(Saved entries)

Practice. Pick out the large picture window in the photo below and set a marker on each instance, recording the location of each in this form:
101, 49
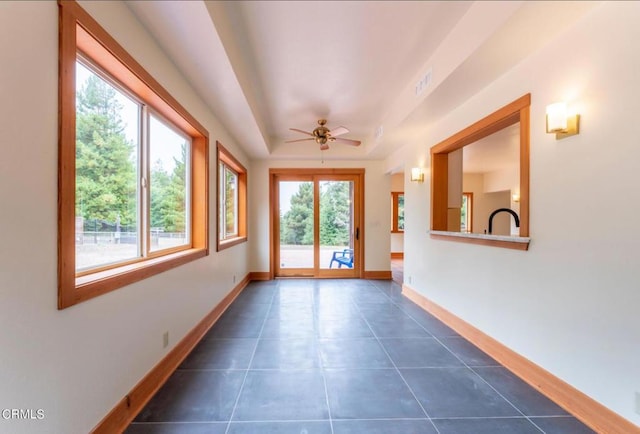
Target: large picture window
132, 168
232, 200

- Aim of the exercise:
In your copy, repeat each record exactly and include no pictures.

- Task result:
Practice. Pick out the large picture window in the photo below and set a marker on each instance, recording the location of each in this form:
101, 49
Target: large picture window
132, 168
232, 200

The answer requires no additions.